===== Task material

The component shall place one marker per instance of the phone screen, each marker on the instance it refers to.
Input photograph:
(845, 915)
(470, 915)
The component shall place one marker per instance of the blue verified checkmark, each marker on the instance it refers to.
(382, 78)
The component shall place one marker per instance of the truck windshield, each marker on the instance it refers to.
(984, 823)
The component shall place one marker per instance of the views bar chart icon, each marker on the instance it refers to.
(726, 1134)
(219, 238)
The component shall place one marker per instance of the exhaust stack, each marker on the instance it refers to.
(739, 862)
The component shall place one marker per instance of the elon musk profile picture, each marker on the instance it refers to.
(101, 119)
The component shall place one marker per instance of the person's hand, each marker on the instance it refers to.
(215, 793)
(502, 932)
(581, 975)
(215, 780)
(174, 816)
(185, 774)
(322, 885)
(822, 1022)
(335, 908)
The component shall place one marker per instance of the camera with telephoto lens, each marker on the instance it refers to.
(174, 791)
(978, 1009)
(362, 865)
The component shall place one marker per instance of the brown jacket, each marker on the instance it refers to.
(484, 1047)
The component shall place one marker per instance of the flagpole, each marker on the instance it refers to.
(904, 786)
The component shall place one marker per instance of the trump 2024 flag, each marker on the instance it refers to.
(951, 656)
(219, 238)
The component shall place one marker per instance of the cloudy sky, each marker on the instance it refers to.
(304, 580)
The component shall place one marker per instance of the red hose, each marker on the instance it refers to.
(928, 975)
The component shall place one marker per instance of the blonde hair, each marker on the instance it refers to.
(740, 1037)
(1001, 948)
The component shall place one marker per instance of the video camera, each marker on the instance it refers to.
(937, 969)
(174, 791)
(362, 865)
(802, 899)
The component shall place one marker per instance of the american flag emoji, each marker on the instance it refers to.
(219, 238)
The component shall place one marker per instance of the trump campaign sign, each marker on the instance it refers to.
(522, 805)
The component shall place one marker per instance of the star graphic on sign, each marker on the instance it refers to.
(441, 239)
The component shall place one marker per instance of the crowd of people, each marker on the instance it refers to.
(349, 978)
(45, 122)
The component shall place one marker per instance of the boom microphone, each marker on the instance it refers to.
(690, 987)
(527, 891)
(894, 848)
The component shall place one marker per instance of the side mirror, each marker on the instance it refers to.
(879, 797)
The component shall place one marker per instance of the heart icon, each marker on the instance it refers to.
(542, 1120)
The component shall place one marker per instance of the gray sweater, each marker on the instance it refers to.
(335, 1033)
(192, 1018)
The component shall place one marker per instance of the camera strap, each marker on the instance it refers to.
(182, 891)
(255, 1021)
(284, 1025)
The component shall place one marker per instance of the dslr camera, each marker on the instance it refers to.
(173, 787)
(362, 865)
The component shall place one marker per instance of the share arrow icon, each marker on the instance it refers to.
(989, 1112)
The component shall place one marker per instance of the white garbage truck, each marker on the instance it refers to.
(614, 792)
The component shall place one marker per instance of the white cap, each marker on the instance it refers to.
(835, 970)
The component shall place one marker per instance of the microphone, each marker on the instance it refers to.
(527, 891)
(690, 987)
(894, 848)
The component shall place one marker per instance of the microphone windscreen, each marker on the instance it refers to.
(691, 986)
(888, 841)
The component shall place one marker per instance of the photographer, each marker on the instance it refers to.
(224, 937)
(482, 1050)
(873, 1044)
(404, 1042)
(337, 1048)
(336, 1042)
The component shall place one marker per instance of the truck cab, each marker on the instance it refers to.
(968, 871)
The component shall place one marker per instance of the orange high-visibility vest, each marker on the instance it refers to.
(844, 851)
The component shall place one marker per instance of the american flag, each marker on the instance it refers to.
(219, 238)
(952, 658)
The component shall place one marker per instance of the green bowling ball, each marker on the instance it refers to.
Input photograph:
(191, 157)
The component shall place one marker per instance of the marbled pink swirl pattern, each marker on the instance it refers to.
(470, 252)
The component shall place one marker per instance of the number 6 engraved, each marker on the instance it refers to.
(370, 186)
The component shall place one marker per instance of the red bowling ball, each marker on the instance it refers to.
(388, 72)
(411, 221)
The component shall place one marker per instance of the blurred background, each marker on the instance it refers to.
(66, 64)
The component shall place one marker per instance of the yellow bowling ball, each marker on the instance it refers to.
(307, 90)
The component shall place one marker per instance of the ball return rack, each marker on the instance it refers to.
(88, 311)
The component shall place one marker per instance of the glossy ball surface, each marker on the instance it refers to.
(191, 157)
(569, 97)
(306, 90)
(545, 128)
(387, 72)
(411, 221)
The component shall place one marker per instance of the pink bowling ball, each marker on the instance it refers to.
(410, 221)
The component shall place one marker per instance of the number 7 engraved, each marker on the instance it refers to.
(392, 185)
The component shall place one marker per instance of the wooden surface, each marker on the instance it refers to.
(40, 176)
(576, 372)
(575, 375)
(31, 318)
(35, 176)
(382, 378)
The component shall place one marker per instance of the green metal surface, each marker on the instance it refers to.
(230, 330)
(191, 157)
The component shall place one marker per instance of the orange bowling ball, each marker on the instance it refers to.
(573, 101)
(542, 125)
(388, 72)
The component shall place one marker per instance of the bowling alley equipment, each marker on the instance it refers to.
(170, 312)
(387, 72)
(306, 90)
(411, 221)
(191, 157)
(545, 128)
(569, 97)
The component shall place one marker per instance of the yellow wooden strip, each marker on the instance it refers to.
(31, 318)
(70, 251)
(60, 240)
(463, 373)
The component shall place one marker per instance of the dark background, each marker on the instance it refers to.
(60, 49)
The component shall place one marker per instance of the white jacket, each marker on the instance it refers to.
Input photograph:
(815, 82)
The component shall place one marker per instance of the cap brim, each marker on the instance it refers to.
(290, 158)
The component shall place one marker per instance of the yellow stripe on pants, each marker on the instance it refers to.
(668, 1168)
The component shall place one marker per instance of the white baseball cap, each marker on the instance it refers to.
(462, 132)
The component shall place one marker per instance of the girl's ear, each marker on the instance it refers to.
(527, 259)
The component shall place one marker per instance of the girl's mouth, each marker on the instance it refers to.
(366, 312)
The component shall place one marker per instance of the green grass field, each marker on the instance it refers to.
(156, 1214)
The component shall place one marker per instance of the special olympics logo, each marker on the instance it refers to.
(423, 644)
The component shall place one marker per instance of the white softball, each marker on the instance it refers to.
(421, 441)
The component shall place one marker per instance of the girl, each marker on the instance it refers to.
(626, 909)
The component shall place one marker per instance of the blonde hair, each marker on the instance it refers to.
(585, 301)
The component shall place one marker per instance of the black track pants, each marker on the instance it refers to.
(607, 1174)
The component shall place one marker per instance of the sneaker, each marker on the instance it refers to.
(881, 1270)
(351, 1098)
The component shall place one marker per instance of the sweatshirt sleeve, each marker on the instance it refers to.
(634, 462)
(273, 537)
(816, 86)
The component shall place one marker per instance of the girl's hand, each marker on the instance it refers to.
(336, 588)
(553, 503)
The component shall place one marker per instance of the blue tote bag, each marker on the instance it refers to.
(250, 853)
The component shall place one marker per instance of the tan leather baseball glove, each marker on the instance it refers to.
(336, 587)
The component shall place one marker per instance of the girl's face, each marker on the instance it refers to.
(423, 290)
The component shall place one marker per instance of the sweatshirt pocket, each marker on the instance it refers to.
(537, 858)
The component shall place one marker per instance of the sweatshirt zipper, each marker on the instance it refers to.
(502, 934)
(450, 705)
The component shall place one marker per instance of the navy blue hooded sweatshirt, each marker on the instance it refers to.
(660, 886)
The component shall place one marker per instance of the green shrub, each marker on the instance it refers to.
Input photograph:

==========

- [Aim]:
Print the whole listing exactly as it is.

- [Reply to the exercise]:
The component shall place one marker per instance of the phone screen, each marker on the instance it refers to.
Input photograph:
(845, 915)
(470, 915)
The component shall place one marker per instance of the blue verified checkmark, each marker on the instance it refers to.
(382, 78)
The component shall place one marker per instance of the truck windshield, each marker on the instance it refers to.
(984, 823)
The component shall place one marker per instance of the views bar chart icon, each marker on the instance it refers to.
(726, 1134)
(219, 238)
The component shall place one marker per instance of the exhaust stack, each marker on the instance it refers to.
(739, 862)
The component shall place one marker per instance of the elon musk profile picture, each marker on the instance it refers to.
(101, 119)
The component shall place one marker per instance of the person's hand, each marker on the instance it refers to.
(215, 793)
(502, 932)
(581, 975)
(215, 780)
(174, 816)
(185, 774)
(322, 885)
(822, 1022)
(335, 908)
The component shall place one marker per instance of the camera with telephoto lens, each marker on the instance it refers to.
(174, 791)
(978, 1009)
(362, 865)
The component shall place one marker per instance of the brown jacket, each marker on the instance it refers to.
(484, 1047)
The component shall place one marker per instance of the flagpole, each marker on the instance it refers to.
(904, 786)
The component shall place one marker per instance of the trump 2024 flag, each marker on the instance it refers to.
(951, 656)
(219, 238)
The component shall place one marker per instance of the cloudy sky, each marker on the instance it refers to.
(304, 580)
The component shall place one marker per instance of the red hose, each marker on the instance it refers to.
(928, 975)
The component shall place one marker per instance of the blonde hair, each marker on the instance it refers to.
(740, 1037)
(1001, 948)
The component shall place one marker per instance of the video camera, each marker on the instance it refers to.
(937, 969)
(174, 791)
(362, 865)
(802, 899)
The component shall place one marker per instance of the american flag emoji, each marker on the instance it refers to.
(219, 238)
The component shall place one marker per instance of the trump campaign sign, each marker on the instance it refers to.
(522, 805)
The component shall place one marker per instance of the star graphic on sign, each marker on the instance it refers to.
(441, 239)
The component shall place one marker per instance of the crowd of people, each marker on the instance it refers to.
(349, 978)
(45, 122)
The component shall place one marker per instance of the boom microphone, each marker on the instance it refers to.
(690, 987)
(527, 891)
(894, 848)
The component shall place one marker per instance of the side mirror, each marker on the instance it refers to.
(879, 797)
The component shall place one marker per instance of the heart icon, each marker on the instance it refers to.
(542, 1120)
The component shall place one marker per instance of the gray sweater, each marker on the instance it refers to.
(335, 1033)
(192, 1018)
The component shall place one marker per instance of the camera strap, each marker on the instance it refers to.
(182, 891)
(255, 1021)
(284, 1025)
The component shall place one marker per instance of the dslr camera, each marker on the instance it refers to.
(173, 787)
(362, 865)
The component shall place one marker per instance of the share arrow icon, each marker on the instance it refers to.
(989, 1112)
The component shall place one marker per instance of the white garbage truck, each marker on the instance it refers to.
(614, 792)
The component shall place one marker per instance of the white cap, each marker on the instance it refers to.
(835, 970)
The component shall place one marker per instance of the microphone, each marker on the instance it refers to.
(527, 891)
(690, 987)
(894, 848)
The component shall place one marker per instance of the microphone windscreen, each marker on the instance it refers to.
(691, 986)
(888, 841)
The component shall place one marker per instance of the photographer, each marker on the instance it refers to.
(224, 937)
(482, 1050)
(873, 1044)
(404, 1042)
(337, 1048)
(336, 1042)
The component shall place one marker per instance of the truck cab, each marker on the instance it refers to.
(968, 871)
The component shall place one marker per instance of the orange high-visibility vest, each marker on the instance it refers to.
(844, 851)
The component shall place one marker per instance of the american flag, each marker on the instance it refers to.
(219, 238)
(952, 658)
The component shall place one marker per instance of the green bowling ball, each marker on the instance it refers to.
Input photograph:
(191, 157)
The component shall place one marker per instance of the marbled pink swirl pattern, each marker on the instance it refers to.
(470, 252)
The component shall place one marker per instance of the number 6 engraved, each marker on the instance it refers to.
(370, 186)
The component shall place one marker per instance of the red bowling ball, each marker on the instance it refers to.
(388, 72)
(411, 221)
The component shall place one marker per instance of the blurred background, each marker on the instance it refers to.
(66, 64)
The component shall place one marker per instance of the yellow bowling ball, each marker on the instance it refers to.
(307, 90)
The component shall place one marker per instance of the ball return rack, each marker on the instance it refers to.
(88, 311)
The component shall place one marker per instance of the glossy ball surface, each marker on the instance it refers to.
(191, 157)
(569, 97)
(306, 90)
(545, 128)
(387, 72)
(411, 221)
The component shall place one marker per instance of the pink bowling ball, each marker on the instance it refers to.
(410, 221)
The component shall place one marker per instance of the number 7 engraved, each marker on the instance it refers to.
(392, 185)
The component shall place one marker per instance of the wooden surface, each marker on the instance it refers to.
(40, 176)
(576, 372)
(575, 375)
(31, 318)
(35, 176)
(382, 378)
The component shall place one marker per instance of the green metal surface, each marker on the instance it refers to.
(230, 330)
(191, 157)
The component shall place one marker per instance of the orange bowling ball, each marker on the instance it refers to.
(573, 101)
(542, 125)
(388, 72)
The component shall place one marker per instance of the bowling alley equipment, each marker on the instance it refers to.
(170, 312)
(387, 72)
(306, 90)
(411, 221)
(191, 157)
(545, 128)
(569, 97)
The component shall place one marker per instance of the yellow wooden strip, each marker on the instance it refers to.
(31, 318)
(70, 251)
(60, 240)
(463, 373)
The component shall place one marker per instance of the dark background, each marker on the instance it refers to.
(60, 49)
The component shall place one marker per instance of the white jacket, each marker on the instance it refers to.
Input photograph:
(815, 82)
The component shall place one marker per instance of the cap brim, each marker on the instance it refers to.
(290, 158)
The component shall place one marker per instance of the yellow stripe on pants, each marker on the instance it refers to.
(668, 1168)
The component shall place one marker per instance of the white baseball cap, each marker on the instance it refers to.
(462, 132)
The component shall place one marker per instance of the girl's ear, each marker on the instance it refers to.
(527, 259)
The component shall place one marker per instance of the girl's mouth, each marker on the instance it refers to.
(366, 312)
The component shall place one marker per instance of the green grass field, each marker on the instance it refers to.
(156, 1214)
The component shall place one marker per instance of the special olympics logo, each marker on the instance it refers to.
(423, 644)
The component shall place one marker per instance of the white softball, each marker on the instance it refers to.
(421, 441)
The component shall place one marker per instance of the girl, each marker on the instance it refers to.
(626, 909)
The component shall place one marker per instance of the blonde hair, each marker on the instance it refers to.
(585, 301)
The component shall place one marker per instance of the black track pants, each marker on the instance it refers to.
(607, 1174)
The component shall place one marker per instance of the sneaker, each marker on the instance it refers to.
(881, 1270)
(351, 1098)
The component shall place one marker per instance of the sweatshirt sleeve, each marker on the instance it refers to.
(634, 462)
(273, 537)
(816, 86)
The component shall place one marker per instance of the girl's hand, each marker on the instance it refers to.
(336, 588)
(553, 503)
The component shall place one marker per instance of the blue tote bag, each marker on the instance it refers to.
(250, 853)
The component shall place one marker per instance of the tan leather baseball glove, each marker on the instance it refers to.
(336, 587)
The component shall place one marker per instance of the girl's face, each marker on the instance it refers to.
(423, 290)
The component shall place one marker per instance of the sweatshirt pocket, each marker on the instance it refers to.
(537, 858)
The component shall place one marker per instance of the sweatshirt zipper, each marker on the instance it refers to.
(502, 934)
(450, 705)
The component shall place one marker per instance of the navy blue hooded sweatshirt, each marker on the instance it refers to.
(660, 886)
The component shall place one marker per instance of the green shrub, each marker on the instance it refers to.
Input photograph:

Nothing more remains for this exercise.